== What is needed ==
Repeat the listing below exactly as given.

== Dataset extract ==
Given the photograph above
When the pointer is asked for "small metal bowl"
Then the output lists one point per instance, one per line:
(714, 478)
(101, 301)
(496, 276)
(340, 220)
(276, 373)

== Answer for the task ==
Given the photograph above
When the pointer is asked for "small metal bowl"
Then the output lists one point per instance, one per line:
(714, 478)
(101, 301)
(496, 276)
(340, 220)
(276, 373)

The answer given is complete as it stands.